Gib aus den Daten unten nur die Zeilen von der Zeile mit "Target: yellow railing" bis einschließlich zum Ende der Daten erneut aus, die Anweisungszeilen unverändert eingeschlossen. Verschiebe dabei jede Zahl in den Antworten, also jede Koordinate, um 83 nach oben.

---- ROHDATEN

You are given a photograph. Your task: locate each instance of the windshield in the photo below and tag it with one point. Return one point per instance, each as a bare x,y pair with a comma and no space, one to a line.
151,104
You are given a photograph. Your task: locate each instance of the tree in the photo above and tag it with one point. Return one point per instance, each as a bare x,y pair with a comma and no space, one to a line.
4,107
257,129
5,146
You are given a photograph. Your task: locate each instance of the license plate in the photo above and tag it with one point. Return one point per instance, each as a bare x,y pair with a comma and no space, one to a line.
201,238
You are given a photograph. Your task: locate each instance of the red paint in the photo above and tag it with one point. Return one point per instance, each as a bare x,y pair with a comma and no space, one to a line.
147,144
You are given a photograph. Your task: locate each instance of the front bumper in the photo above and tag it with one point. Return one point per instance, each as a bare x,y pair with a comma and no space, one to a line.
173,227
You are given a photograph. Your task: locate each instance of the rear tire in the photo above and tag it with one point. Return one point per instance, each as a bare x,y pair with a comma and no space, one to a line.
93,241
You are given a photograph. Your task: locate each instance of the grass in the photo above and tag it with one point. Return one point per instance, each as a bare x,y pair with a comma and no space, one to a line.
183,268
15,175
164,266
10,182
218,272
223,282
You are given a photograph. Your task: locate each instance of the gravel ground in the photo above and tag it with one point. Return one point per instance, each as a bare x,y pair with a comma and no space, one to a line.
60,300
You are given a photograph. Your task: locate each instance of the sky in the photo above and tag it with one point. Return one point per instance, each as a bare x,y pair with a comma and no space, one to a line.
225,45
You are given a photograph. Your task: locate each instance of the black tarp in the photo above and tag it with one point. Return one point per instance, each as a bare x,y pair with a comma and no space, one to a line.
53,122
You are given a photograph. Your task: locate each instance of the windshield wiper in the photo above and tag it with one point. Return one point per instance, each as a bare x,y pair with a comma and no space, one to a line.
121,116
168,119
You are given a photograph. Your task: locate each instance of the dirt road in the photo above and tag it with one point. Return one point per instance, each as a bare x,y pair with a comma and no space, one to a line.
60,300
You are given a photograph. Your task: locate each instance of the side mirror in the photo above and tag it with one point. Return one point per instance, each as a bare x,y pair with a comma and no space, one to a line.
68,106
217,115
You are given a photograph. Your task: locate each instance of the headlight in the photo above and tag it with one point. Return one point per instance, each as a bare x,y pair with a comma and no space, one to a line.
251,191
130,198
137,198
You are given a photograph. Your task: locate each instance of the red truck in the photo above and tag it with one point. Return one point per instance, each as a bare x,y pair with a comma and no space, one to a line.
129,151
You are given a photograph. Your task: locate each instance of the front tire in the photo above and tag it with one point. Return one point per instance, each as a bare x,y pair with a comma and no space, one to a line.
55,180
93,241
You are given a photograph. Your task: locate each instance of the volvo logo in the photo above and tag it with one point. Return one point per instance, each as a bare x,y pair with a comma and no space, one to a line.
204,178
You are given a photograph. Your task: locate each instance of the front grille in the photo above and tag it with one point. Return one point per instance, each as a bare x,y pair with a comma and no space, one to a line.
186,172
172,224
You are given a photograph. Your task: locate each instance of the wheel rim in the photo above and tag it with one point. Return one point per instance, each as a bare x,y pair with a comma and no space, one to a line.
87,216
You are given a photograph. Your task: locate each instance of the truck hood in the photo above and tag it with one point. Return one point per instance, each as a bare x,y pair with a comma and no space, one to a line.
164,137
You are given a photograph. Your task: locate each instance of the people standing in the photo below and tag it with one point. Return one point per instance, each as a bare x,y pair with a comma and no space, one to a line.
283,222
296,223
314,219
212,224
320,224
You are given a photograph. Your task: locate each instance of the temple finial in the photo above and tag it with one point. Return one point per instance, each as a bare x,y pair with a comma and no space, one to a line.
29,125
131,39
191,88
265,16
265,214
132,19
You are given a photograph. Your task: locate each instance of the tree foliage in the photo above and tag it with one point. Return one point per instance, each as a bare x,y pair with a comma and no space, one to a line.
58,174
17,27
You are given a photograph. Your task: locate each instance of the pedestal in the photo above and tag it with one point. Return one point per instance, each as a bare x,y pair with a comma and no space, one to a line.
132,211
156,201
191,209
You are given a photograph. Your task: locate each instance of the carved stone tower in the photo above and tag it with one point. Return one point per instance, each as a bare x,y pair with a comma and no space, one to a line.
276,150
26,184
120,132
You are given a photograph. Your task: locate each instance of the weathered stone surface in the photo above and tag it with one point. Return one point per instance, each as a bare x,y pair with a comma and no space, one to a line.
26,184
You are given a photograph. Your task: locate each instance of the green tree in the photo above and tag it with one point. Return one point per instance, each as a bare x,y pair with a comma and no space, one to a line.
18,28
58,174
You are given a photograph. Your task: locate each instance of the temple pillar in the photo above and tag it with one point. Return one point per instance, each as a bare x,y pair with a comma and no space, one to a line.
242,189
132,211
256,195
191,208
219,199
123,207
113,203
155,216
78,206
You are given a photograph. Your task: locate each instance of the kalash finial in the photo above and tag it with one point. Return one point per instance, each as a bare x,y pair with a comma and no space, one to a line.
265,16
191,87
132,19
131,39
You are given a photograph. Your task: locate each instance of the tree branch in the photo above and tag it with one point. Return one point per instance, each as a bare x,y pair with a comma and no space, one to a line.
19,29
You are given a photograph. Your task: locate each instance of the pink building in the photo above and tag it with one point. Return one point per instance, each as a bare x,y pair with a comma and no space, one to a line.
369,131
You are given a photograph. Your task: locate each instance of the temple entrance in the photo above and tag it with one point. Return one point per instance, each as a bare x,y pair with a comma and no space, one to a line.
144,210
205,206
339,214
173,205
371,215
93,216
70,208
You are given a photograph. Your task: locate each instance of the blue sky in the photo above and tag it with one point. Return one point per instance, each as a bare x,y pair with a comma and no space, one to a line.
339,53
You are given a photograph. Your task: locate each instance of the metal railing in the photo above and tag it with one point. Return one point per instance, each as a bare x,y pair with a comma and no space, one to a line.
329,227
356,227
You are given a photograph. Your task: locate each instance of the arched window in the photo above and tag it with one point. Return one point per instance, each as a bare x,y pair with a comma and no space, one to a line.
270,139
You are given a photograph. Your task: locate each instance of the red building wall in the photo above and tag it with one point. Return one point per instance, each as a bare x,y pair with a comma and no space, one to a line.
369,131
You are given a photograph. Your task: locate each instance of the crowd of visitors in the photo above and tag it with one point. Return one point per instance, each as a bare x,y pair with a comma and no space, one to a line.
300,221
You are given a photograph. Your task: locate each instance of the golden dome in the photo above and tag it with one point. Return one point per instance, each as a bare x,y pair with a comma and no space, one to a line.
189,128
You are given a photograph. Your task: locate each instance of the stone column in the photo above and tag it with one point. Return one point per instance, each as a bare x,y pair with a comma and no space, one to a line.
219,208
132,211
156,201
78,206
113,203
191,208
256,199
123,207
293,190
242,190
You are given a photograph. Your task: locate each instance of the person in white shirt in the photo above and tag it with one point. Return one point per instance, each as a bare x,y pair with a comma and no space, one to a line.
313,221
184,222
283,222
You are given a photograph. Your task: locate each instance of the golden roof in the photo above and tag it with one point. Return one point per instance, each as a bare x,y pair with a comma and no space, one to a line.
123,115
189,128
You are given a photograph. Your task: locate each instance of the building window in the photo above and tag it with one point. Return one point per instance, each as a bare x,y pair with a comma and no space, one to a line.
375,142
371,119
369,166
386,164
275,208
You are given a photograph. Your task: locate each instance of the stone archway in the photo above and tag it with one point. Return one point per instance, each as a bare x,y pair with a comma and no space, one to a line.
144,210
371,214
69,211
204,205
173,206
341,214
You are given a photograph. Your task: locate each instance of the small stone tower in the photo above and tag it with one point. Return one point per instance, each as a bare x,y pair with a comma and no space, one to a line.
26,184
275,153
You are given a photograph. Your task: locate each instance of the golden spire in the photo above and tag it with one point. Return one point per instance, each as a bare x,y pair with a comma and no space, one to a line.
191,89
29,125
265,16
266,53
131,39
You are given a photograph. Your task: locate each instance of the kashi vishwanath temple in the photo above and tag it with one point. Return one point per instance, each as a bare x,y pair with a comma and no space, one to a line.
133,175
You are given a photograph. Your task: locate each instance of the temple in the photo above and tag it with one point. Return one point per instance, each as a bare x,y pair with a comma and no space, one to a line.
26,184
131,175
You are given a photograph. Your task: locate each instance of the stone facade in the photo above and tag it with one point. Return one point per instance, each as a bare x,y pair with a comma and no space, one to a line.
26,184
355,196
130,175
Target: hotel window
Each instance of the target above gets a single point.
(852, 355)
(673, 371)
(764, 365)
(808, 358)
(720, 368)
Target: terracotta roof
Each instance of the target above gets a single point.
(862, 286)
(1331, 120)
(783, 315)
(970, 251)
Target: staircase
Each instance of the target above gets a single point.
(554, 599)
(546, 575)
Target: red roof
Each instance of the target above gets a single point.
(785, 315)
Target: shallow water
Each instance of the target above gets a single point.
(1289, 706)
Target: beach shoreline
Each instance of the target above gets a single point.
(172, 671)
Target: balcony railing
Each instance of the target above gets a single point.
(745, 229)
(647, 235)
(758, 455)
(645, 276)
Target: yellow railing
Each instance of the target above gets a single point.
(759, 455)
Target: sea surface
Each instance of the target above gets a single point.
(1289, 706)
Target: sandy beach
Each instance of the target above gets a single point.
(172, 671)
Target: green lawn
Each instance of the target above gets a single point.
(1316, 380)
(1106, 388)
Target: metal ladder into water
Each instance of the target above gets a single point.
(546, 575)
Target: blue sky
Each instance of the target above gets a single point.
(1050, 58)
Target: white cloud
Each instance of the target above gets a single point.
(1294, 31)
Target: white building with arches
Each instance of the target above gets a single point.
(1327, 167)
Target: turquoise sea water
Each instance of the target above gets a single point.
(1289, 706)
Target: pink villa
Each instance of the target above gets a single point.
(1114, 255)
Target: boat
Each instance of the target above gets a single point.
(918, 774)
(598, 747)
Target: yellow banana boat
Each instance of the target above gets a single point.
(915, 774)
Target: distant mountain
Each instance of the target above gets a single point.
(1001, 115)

--------

ANTWORT FOLGT:
Target: yellow railing
Each instance of the target above gets a single point.
(842, 538)
Target: sea surface
Each instance of the target above gets a single point.
(1372, 789)
Target: sandy beach
Each instance of the target above gets a single point.
(255, 754)
Target: green lawn
Each instance of the target above gets a single point.
(1399, 463)
(1189, 471)
Target: metal ladder into water
Each instance of the target above gets a single point.
(629, 658)
Target: blue sky
Each instance of the target above gets a single point.
(1133, 141)
Target: white cloud
Each instance of the target above gets a single point.
(1377, 114)
Target: white building with arches
Each instance of the target above gets a single point.
(1410, 250)
Target: turquoise sea water
Each instance of the target above gets a single point.
(1372, 789)
Target: pink villa
Each instance of the target above gets a single point.
(1197, 338)
Target: boat
Each instance of the target above gets a single point.
(1001, 857)
(681, 830)
Target: yellow banana boat
Each instance of the target above gets a single point.
(998, 857)
Target: distant mountain
Each instance of the target above gets a single point.
(1084, 198)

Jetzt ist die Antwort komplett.